▶ [What to produce]:
Return the following from the records below: each line, word for word, starting with the line that contains "Target: house balcony" and going on through the line that contains "Target: lone tree in field", with nothing outside that range.
****************
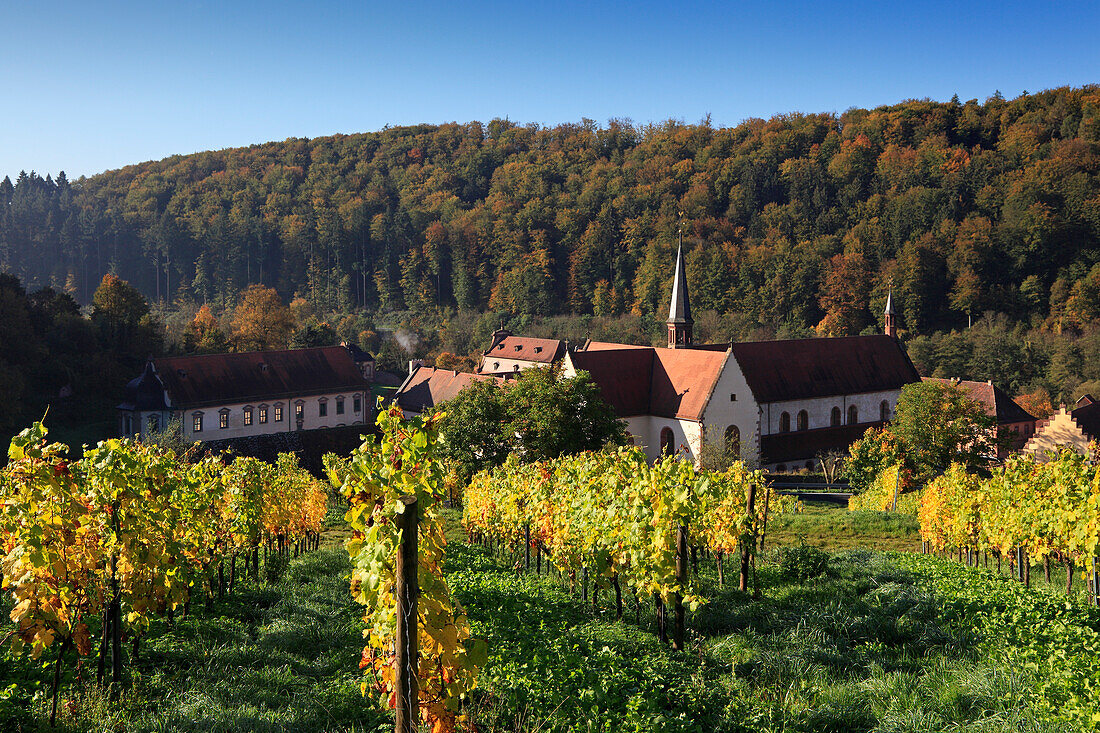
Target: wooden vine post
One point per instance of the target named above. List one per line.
(406, 589)
(1096, 582)
(747, 547)
(678, 632)
(527, 547)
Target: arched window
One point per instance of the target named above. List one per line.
(668, 445)
(734, 441)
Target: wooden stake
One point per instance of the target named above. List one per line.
(406, 590)
(678, 600)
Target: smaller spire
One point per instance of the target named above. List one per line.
(680, 320)
(891, 320)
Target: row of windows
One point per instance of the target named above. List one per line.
(733, 441)
(803, 417)
(782, 467)
(322, 411)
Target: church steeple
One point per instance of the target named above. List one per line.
(891, 325)
(680, 321)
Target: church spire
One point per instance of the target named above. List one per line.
(891, 325)
(680, 321)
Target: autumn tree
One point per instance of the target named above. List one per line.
(121, 316)
(204, 334)
(261, 320)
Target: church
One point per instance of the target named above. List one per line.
(777, 404)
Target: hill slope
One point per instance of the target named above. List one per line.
(802, 219)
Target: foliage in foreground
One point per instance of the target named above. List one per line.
(865, 647)
(1054, 642)
(375, 479)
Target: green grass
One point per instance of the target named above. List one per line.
(833, 527)
(272, 658)
(861, 648)
(878, 643)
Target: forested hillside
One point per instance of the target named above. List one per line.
(801, 220)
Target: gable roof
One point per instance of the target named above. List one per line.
(429, 385)
(528, 349)
(801, 369)
(145, 392)
(220, 379)
(648, 381)
(997, 402)
(623, 375)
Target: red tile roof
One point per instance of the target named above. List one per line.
(1088, 418)
(997, 402)
(623, 375)
(528, 349)
(648, 381)
(428, 386)
(221, 379)
(802, 369)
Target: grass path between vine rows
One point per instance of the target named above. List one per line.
(864, 647)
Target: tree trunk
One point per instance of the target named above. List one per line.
(406, 685)
(57, 680)
(748, 544)
(618, 598)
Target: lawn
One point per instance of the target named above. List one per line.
(879, 642)
(833, 527)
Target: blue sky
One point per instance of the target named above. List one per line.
(89, 86)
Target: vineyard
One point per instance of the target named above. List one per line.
(589, 592)
(131, 532)
(615, 520)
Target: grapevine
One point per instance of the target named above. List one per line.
(404, 462)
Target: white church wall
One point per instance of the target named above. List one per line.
(732, 403)
(646, 430)
(820, 409)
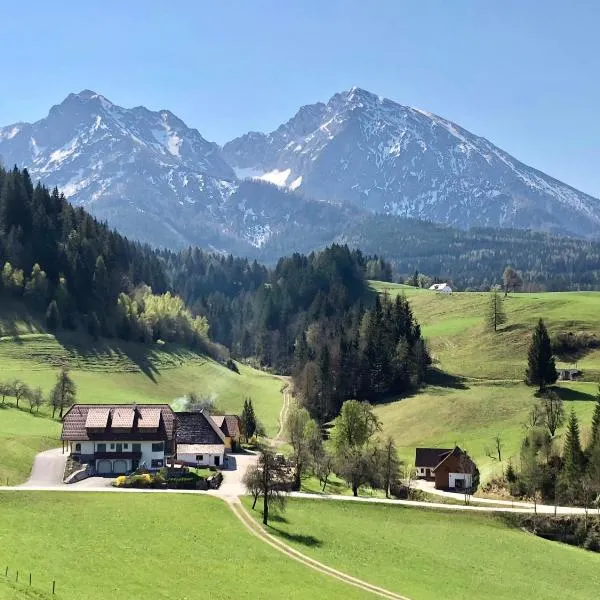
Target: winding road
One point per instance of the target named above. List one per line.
(48, 469)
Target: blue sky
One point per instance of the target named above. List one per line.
(523, 73)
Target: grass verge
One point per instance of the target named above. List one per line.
(428, 554)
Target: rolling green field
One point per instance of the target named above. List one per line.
(115, 371)
(135, 546)
(22, 436)
(428, 555)
(482, 392)
(109, 371)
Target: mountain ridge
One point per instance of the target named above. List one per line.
(158, 180)
(393, 159)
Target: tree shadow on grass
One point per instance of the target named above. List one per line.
(442, 379)
(306, 540)
(278, 519)
(569, 394)
(512, 327)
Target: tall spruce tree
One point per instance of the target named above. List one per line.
(63, 393)
(594, 442)
(495, 315)
(573, 461)
(541, 369)
(248, 419)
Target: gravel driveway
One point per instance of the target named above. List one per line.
(48, 469)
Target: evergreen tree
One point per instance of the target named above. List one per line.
(389, 465)
(541, 369)
(248, 419)
(512, 280)
(52, 316)
(594, 442)
(36, 288)
(573, 460)
(63, 393)
(495, 314)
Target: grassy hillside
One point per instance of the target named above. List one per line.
(136, 546)
(110, 371)
(483, 392)
(22, 436)
(428, 555)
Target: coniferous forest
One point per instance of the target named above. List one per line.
(311, 316)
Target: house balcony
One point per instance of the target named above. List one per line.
(118, 455)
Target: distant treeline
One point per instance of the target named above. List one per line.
(67, 265)
(476, 258)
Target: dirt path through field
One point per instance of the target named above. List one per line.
(242, 514)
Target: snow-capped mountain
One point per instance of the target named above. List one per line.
(157, 180)
(393, 159)
(149, 175)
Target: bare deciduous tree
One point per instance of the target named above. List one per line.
(6, 389)
(253, 481)
(268, 479)
(35, 398)
(20, 390)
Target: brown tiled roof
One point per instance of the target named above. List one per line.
(456, 451)
(430, 457)
(76, 418)
(229, 424)
(122, 417)
(200, 449)
(149, 418)
(197, 428)
(97, 418)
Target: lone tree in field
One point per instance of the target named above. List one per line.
(495, 315)
(63, 393)
(6, 389)
(52, 316)
(305, 438)
(512, 280)
(541, 369)
(20, 390)
(553, 411)
(573, 461)
(267, 479)
(248, 419)
(594, 441)
(35, 399)
(390, 465)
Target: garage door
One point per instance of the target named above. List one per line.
(104, 467)
(120, 467)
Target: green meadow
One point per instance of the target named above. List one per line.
(108, 371)
(103, 546)
(479, 390)
(428, 555)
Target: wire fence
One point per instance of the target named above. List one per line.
(27, 578)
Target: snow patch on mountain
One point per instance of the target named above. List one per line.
(384, 157)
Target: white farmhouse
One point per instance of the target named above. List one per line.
(443, 288)
(116, 439)
(199, 440)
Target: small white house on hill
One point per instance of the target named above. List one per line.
(443, 288)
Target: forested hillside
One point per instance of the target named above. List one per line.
(476, 258)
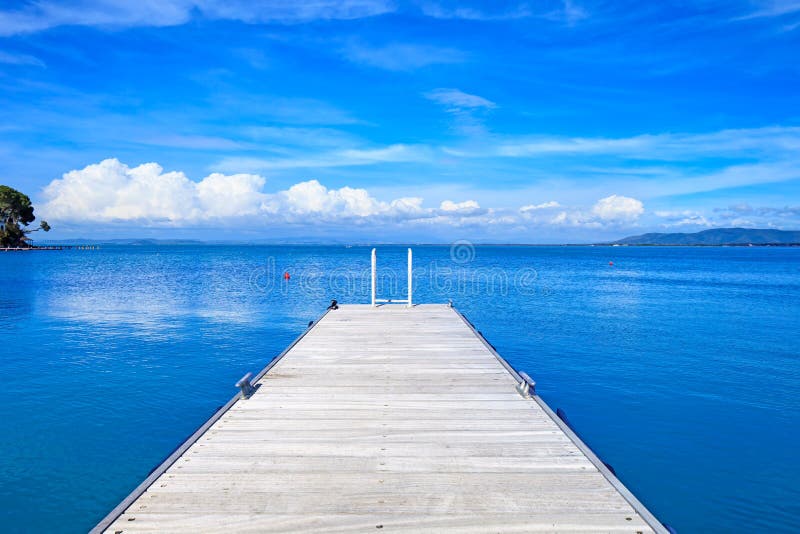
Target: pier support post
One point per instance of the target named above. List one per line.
(245, 386)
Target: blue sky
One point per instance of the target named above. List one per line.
(385, 120)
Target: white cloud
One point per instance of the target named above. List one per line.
(772, 8)
(20, 59)
(468, 207)
(111, 192)
(46, 14)
(402, 57)
(543, 206)
(618, 208)
(457, 99)
(664, 147)
(337, 158)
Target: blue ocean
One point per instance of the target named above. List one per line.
(679, 366)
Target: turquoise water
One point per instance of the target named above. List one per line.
(679, 366)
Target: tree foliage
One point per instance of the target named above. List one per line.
(16, 213)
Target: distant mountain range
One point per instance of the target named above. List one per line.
(717, 236)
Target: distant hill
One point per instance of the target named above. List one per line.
(717, 236)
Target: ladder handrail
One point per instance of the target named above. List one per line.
(374, 270)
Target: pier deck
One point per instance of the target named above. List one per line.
(393, 418)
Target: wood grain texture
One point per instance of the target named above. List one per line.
(393, 418)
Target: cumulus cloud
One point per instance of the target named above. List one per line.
(466, 207)
(112, 192)
(618, 208)
(543, 206)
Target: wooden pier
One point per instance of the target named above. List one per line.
(389, 417)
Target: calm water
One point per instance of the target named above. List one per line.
(679, 366)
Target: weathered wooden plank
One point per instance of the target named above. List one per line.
(385, 417)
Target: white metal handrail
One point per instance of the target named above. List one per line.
(409, 301)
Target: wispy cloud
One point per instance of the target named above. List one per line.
(455, 99)
(401, 56)
(122, 13)
(665, 147)
(439, 11)
(771, 9)
(349, 157)
(565, 10)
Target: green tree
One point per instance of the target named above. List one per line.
(16, 213)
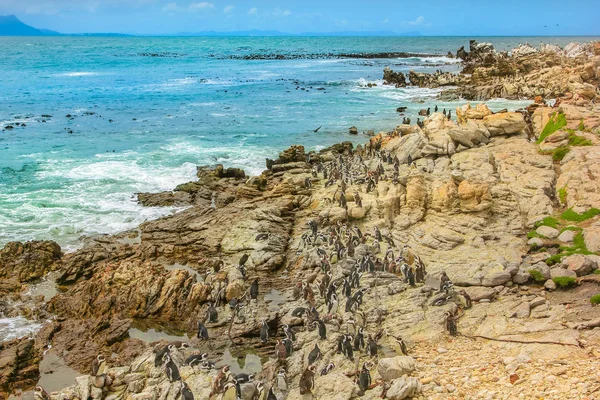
****************
▶ [Task result]:
Target: house balcony
One point per instance of the target named above. List one per line.
(118, 455)
Target: distant treeline
One point per instance of the target named above. List one per line.
(67, 265)
(476, 258)
Target: dirt path through field
One point per instance of the target named above. List one per line.
(242, 514)
Target: snow-capped mountain
One point per instance of the target named above. List one per line.
(157, 180)
(393, 159)
(149, 175)
Target: bare deciduous tree
One point per instance of the target named above. List one per line.
(6, 389)
(253, 481)
(268, 479)
(35, 398)
(20, 390)
Target: brown tiled roof
One point per instance of the target named above. List one per line.
(456, 451)
(430, 457)
(76, 418)
(229, 424)
(122, 417)
(200, 449)
(149, 418)
(197, 428)
(97, 418)
Target: lone tree in field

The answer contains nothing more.